PROBLEM. All records below are to be set down exactly, each character intact.

#####

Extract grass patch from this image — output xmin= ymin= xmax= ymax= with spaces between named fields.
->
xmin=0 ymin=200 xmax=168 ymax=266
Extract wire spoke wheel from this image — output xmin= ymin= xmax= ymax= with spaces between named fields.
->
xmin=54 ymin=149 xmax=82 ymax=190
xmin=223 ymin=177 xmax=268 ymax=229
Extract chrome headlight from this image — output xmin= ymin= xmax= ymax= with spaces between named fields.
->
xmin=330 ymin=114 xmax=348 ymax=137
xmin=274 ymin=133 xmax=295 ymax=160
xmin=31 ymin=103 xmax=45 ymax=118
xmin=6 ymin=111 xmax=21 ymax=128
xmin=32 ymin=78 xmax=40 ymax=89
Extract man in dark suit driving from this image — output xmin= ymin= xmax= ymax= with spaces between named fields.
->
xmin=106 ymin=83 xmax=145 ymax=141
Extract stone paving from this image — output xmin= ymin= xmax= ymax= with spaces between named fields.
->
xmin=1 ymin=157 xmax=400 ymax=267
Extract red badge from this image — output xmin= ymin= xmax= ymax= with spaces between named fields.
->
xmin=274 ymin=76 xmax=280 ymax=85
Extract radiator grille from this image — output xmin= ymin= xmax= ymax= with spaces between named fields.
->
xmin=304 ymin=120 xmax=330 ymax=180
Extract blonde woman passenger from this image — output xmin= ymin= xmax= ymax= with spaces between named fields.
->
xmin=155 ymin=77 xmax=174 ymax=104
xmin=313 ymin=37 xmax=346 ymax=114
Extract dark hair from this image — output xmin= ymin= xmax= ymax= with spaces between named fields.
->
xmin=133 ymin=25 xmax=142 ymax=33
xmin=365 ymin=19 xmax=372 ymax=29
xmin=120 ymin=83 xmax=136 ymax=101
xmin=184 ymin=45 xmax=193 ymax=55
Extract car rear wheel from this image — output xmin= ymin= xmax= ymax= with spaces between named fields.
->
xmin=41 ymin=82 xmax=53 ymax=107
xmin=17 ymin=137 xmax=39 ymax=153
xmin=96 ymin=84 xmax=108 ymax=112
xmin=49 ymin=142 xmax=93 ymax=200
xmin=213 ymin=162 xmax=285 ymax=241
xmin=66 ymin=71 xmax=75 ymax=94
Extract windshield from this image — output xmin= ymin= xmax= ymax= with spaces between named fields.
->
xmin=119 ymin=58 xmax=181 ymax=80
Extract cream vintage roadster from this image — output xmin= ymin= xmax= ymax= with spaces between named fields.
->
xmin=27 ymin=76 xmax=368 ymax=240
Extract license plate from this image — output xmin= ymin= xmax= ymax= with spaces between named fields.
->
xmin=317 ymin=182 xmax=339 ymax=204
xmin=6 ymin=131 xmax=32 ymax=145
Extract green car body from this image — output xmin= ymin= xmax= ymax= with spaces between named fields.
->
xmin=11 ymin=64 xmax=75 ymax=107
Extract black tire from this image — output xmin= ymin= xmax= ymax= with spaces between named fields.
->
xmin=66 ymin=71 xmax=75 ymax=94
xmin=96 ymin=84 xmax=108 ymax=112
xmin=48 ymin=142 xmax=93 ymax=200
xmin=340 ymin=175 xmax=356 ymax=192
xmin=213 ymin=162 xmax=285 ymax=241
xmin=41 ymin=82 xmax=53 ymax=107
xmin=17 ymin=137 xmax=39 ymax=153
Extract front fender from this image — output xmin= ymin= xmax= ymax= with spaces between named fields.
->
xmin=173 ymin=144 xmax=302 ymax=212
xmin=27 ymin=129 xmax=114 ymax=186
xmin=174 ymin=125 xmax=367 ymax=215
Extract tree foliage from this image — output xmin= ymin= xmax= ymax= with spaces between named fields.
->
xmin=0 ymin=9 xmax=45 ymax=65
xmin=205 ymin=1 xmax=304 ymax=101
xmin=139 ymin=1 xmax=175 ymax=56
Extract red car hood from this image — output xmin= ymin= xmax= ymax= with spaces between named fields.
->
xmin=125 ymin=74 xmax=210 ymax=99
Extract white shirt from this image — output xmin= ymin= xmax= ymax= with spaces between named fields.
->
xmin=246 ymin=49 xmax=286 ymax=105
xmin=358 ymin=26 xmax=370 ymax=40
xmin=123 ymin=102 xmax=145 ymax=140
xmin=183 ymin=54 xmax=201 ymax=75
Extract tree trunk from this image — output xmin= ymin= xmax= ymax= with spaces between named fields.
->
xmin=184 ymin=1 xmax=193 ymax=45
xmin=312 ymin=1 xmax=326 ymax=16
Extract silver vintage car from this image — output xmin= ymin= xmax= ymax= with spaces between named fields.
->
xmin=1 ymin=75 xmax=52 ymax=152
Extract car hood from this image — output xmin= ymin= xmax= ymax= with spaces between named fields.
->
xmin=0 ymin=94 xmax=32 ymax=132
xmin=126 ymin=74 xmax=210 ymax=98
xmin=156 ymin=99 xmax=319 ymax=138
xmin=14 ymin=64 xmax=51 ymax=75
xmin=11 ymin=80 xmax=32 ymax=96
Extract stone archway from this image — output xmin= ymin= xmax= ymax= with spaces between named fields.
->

#####

SOLUTION BELOW.
Extract grass patch from this image — output xmin= ymin= xmax= ymax= with spaces between named fields.
->
xmin=0 ymin=200 xmax=168 ymax=266
Extract wire spoke wheel from this image — output xmin= ymin= xmax= ymax= with spaces between named fields.
->
xmin=54 ymin=149 xmax=82 ymax=190
xmin=223 ymin=177 xmax=268 ymax=229
Extract chrome headlight from this image — output xmin= ymin= xmax= ymax= with spaces between named fields.
->
xmin=330 ymin=114 xmax=348 ymax=137
xmin=274 ymin=133 xmax=295 ymax=160
xmin=31 ymin=103 xmax=45 ymax=118
xmin=6 ymin=111 xmax=21 ymax=128
xmin=32 ymin=78 xmax=40 ymax=89
Extract man in dark suit driving from this image — output xmin= ymin= xmax= ymax= with spaces between named fields.
->
xmin=106 ymin=83 xmax=145 ymax=141
Extract stone paving from this image — output xmin= ymin= xmax= ymax= with spaces between named fields.
->
xmin=1 ymin=157 xmax=400 ymax=267
Extract red badge from this image — output xmin= ymin= xmax= ymax= with spaces between named fields.
->
xmin=274 ymin=76 xmax=280 ymax=85
Extract radiator grille from this image — output xmin= ymin= xmax= ymax= with spaces between named fields.
->
xmin=304 ymin=120 xmax=330 ymax=180
Extract blonde woman passenger from this image — output xmin= ymin= xmax= ymax= with spaces between named fields.
->
xmin=155 ymin=77 xmax=174 ymax=104
xmin=313 ymin=37 xmax=346 ymax=114
Extract dark hair from this image — output xmin= ymin= xmax= ymax= with spaces between named fields.
->
xmin=133 ymin=25 xmax=142 ymax=33
xmin=365 ymin=19 xmax=372 ymax=29
xmin=120 ymin=83 xmax=136 ymax=101
xmin=184 ymin=45 xmax=193 ymax=55
Extract car rear wheel from this image — output xmin= ymin= xmax= ymax= with spaces between named fields.
->
xmin=41 ymin=82 xmax=53 ymax=107
xmin=17 ymin=137 xmax=39 ymax=153
xmin=96 ymin=84 xmax=108 ymax=112
xmin=49 ymin=142 xmax=93 ymax=200
xmin=213 ymin=162 xmax=285 ymax=241
xmin=66 ymin=71 xmax=75 ymax=94
Extract windshield from this image — output xmin= ymin= xmax= ymax= with spaces between named fields.
->
xmin=119 ymin=58 xmax=181 ymax=80
Extract cream vintage roadster from this image — output xmin= ymin= xmax= ymax= with spaces between named fields.
->
xmin=27 ymin=76 xmax=368 ymax=240
Extract license plate from this image — output xmin= ymin= xmax= ymax= with spaces between named fields.
->
xmin=317 ymin=182 xmax=339 ymax=204
xmin=6 ymin=131 xmax=32 ymax=145
Extract green car body from this image — output xmin= ymin= xmax= ymax= with spaces between named fields.
->
xmin=11 ymin=64 xmax=75 ymax=107
Extract black tire from this image — output xmin= ymin= xmax= ymax= with spaces between named fields.
->
xmin=66 ymin=71 xmax=75 ymax=94
xmin=96 ymin=84 xmax=108 ymax=112
xmin=48 ymin=142 xmax=93 ymax=200
xmin=340 ymin=175 xmax=356 ymax=192
xmin=213 ymin=162 xmax=285 ymax=241
xmin=41 ymin=82 xmax=53 ymax=107
xmin=17 ymin=137 xmax=39 ymax=153
Extract front fender from this image — output xmin= ymin= xmax= ymax= with spaces between named fields.
->
xmin=173 ymin=144 xmax=302 ymax=212
xmin=27 ymin=129 xmax=114 ymax=186
xmin=174 ymin=125 xmax=367 ymax=215
Extract tree foliage from this image — output xmin= ymin= xmax= ymax= with spaces between named fields.
->
xmin=0 ymin=9 xmax=45 ymax=65
xmin=205 ymin=1 xmax=304 ymax=101
xmin=139 ymin=1 xmax=175 ymax=56
Extract red car hood from this image — output xmin= ymin= xmax= ymax= with spaces between named fields.
->
xmin=125 ymin=74 xmax=210 ymax=99
Extract white shirt from this image — output xmin= ymin= xmax= ymax= with spaces between named fields.
->
xmin=246 ymin=49 xmax=286 ymax=105
xmin=358 ymin=26 xmax=370 ymax=40
xmin=123 ymin=102 xmax=145 ymax=140
xmin=183 ymin=54 xmax=201 ymax=75
Extract tree trunk from this image — output xmin= ymin= xmax= ymax= with spaces between named fields.
->
xmin=184 ymin=1 xmax=193 ymax=45
xmin=312 ymin=1 xmax=326 ymax=16
Extract silver vintage car from this image — output xmin= ymin= xmax= ymax= with spaces between named fields.
->
xmin=1 ymin=75 xmax=52 ymax=152
Extract car hood from this image — output xmin= ymin= xmax= ymax= with spaces between named fields.
->
xmin=0 ymin=94 xmax=32 ymax=132
xmin=126 ymin=74 xmax=210 ymax=98
xmin=156 ymin=99 xmax=319 ymax=138
xmin=14 ymin=64 xmax=51 ymax=75
xmin=11 ymin=80 xmax=32 ymax=96
Extract stone archway from this image — output xmin= ymin= xmax= ymax= with spaces between named fields.
->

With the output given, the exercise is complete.